» Task description
Each record below needs to be copied out exactly as it stands.

[Dataset records]
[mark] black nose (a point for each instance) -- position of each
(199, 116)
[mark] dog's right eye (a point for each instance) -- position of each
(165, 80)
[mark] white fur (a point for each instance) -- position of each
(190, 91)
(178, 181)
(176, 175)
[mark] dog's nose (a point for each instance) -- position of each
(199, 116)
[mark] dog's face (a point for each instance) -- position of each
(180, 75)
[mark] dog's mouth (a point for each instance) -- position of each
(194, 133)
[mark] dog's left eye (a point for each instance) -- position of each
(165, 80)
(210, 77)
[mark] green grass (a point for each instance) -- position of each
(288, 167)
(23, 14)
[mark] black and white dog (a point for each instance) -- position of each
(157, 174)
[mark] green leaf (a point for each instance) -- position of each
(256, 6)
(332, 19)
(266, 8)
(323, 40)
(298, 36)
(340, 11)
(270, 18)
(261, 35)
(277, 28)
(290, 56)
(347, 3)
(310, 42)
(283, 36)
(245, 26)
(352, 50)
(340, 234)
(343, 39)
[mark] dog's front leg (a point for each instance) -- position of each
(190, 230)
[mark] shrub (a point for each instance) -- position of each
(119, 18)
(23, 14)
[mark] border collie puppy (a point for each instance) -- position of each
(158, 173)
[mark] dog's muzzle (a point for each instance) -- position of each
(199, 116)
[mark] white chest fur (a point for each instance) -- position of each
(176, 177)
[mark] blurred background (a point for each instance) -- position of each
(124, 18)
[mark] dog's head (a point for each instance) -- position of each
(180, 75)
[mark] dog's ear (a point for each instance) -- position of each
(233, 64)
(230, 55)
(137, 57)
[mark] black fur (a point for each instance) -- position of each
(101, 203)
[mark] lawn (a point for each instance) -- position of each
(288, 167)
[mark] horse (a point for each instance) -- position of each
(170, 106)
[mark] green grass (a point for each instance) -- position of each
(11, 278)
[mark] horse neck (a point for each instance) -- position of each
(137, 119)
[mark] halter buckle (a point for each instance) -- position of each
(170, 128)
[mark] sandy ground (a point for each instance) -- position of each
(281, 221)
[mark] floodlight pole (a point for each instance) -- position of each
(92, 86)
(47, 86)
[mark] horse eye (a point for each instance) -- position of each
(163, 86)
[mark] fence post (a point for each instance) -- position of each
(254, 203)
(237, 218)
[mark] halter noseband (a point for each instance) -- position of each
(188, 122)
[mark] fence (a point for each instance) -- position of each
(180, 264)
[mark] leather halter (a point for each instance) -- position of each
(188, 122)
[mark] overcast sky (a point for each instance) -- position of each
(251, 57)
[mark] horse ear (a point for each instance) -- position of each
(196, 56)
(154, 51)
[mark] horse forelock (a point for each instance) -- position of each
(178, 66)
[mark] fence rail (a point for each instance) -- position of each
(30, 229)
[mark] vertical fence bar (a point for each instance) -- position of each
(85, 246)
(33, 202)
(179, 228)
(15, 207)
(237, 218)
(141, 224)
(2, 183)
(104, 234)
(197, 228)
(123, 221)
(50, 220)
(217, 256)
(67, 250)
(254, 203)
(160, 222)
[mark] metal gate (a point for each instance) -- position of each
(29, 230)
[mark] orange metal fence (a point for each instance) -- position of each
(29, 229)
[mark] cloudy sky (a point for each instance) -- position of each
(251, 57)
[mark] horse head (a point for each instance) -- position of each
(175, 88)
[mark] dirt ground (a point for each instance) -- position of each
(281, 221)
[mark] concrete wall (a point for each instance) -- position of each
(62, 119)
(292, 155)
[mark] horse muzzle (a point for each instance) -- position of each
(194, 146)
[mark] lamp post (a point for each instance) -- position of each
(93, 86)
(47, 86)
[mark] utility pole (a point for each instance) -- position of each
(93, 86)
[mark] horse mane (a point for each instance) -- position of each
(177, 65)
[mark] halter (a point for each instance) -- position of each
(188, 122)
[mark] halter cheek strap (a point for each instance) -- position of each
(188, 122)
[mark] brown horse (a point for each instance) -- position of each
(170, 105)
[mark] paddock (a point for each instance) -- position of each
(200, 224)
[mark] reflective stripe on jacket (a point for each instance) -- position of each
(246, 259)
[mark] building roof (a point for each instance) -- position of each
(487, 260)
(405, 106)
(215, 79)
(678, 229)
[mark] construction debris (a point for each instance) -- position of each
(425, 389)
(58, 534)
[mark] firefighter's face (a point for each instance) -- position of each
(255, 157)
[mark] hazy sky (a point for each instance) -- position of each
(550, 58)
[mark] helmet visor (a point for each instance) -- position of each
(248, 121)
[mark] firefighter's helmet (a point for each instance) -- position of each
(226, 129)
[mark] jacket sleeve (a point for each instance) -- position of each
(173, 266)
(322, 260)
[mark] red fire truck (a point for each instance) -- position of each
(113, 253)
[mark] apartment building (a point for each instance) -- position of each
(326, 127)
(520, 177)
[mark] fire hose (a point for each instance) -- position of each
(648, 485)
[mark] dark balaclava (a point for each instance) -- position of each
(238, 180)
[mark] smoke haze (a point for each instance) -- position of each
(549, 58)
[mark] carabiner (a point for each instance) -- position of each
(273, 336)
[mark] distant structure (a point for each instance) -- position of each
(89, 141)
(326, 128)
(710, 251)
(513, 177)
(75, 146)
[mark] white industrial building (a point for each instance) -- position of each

» Answer space
[mark] black nose (a point for each instance) -- position of each
(199, 116)
[mark] dog's right eye (a point for each instance) -- position of each
(165, 80)
[mark] white fur (a point for each instance) -- position of each
(190, 91)
(178, 181)
(176, 175)
[mark] dog's nose (a point for each instance) -- position of each
(199, 116)
[mark] dog's face (a point for each instance) -- position of each
(180, 75)
[mark] dog's mouth (a point for each instance) -- position of each
(194, 133)
[mark] dog's left eye (a point for each instance) -- position of each
(165, 80)
(210, 77)
[mark] green grass (a point for each instance) -- position of each
(288, 167)
(23, 14)
[mark] black and white dog (a point for each instance) -- position of each
(157, 174)
[mark] green leaf (a point for each instance) -- position of each
(256, 6)
(332, 19)
(266, 8)
(323, 40)
(298, 36)
(340, 11)
(270, 18)
(261, 35)
(277, 28)
(290, 56)
(347, 3)
(310, 42)
(283, 36)
(245, 26)
(352, 50)
(340, 234)
(343, 39)
[mark] dog's front leg (a point for each instance) -- position of each
(190, 230)
[mark] shrub (a point for each instance) -- position of each
(119, 18)
(23, 14)
[mark] border collie puppy (a point for each instance) -- position of each
(158, 173)
[mark] dog's muzzle (a point for each instance) -- position of each
(199, 116)
[mark] white chest fur (a point for each instance) -- position of each
(176, 177)
[mark] blurred background (a point for each instance) -- position of each
(124, 18)
[mark] dog's head (a point for each instance) -- position of each
(180, 75)
[mark] dog's ear (a point for each instance) -- position of each
(233, 64)
(230, 55)
(137, 57)
[mark] black fur (a point for each instance) -- position of each
(101, 203)
[mark] lawn (a point for each instance) -- position of each
(288, 167)
[mark] horse (a point for each instance) -- position of each
(170, 106)
[mark] green grass (a point for each instance) -- position of each
(11, 278)
[mark] horse neck (a point for each instance) -- position of each
(137, 119)
[mark] halter buckle (a point for each instance) -- position of each
(170, 128)
[mark] sandy ground (a point for each instance) -- position of each
(281, 221)
[mark] floodlight pole (a point for each instance) -- position of each
(92, 86)
(47, 86)
[mark] horse eye (a point for each instance) -- position of each
(163, 86)
[mark] fence post (a point for each instance) -- position of each
(254, 203)
(237, 218)
[mark] halter noseband (a point for each instance) -- position of each
(188, 122)
[mark] fence (a point for each instance) -- position of each
(180, 264)
[mark] leather halter (a point for each instance) -- position of each
(188, 122)
[mark] overcast sky (a point for each instance) -- position of each
(251, 57)
[mark] horse ear (a point for each instance) -- position of each
(196, 56)
(154, 51)
[mark] horse forelock (a point for each instance) -- position of each
(178, 66)
[mark] fence rail (a point for each instance) -- position of each
(30, 229)
[mark] vertical fence bar (a point for each instance) -- position of each
(85, 246)
(33, 202)
(179, 228)
(15, 207)
(237, 218)
(141, 224)
(2, 183)
(104, 234)
(197, 228)
(123, 221)
(50, 220)
(217, 256)
(67, 250)
(254, 203)
(160, 222)
[mark] metal gate (a point for each instance) -- position of each
(29, 230)
[mark] orange metal fence (a point for each instance) -- position of each
(29, 229)
[mark] cloudy sky (a point for each instance) -- position of each
(251, 57)
[mark] horse head (a point for each instance) -- position of each
(175, 88)
[mark] dirt ground (a point for each instance) -- position of each
(281, 221)
[mark] concrete wall (a point for each instance) -- position of each
(62, 119)
(292, 155)
[mark] horse muzzle (a point for each instance) -- position of each
(194, 146)
[mark] lamp post (a point for each instance) -- position of each
(93, 86)
(47, 86)
[mark] utility pole (a point for each instance) -- position of each
(93, 86)
[mark] horse mane (a point for each instance) -- position of each
(177, 65)
[mark] halter (a point for each instance) -- position of each
(188, 122)
[mark] halter cheek strap (a point for each instance) -- position of each
(188, 122)
[mark] brown horse (a point for each instance) -- position of each
(170, 105)
[mark] paddock (a point for each instance) -- position of each
(200, 224)
[mark] reflective stripe on jacket (a point for each instance) -- position of each
(246, 259)
[mark] building roof (a point for each instance) -- position of each
(487, 260)
(405, 106)
(215, 79)
(678, 229)
[mark] construction debris (a point for each instance) -- position of each
(425, 389)
(58, 534)
[mark] firefighter's face (a point for each instance) -- position of each
(255, 157)
[mark] hazy sky (a point for each instance) -- position of each
(550, 58)
[mark] helmet visor (a point for each instance) -- position of each
(248, 121)
[mark] firefighter's helmet (a point for each instance) -- position of each
(226, 129)
[mark] jacket sleeve (a point for each instance) -- position of each
(173, 266)
(322, 260)
[mark] red fire truck (a point for each instance) -- position of each
(113, 253)
[mark] apartment building (a point for each instance) -- position of each
(326, 127)
(520, 177)
[mark] fire hose (a point for each instance) -- position of each
(648, 485)
[mark] dark balaclava (a point for each instance) -- position of each
(238, 180)
[mark] smoke haze (a point for each instance) -- position of each
(549, 58)
[mark] carabiner (a point for each instance) -- position of each
(273, 336)
[mark] distant structure (a point for each instance) -- position of each
(89, 141)
(326, 128)
(710, 251)
(513, 177)
(75, 146)
[mark] white industrial building (a point for each instance) -- position of each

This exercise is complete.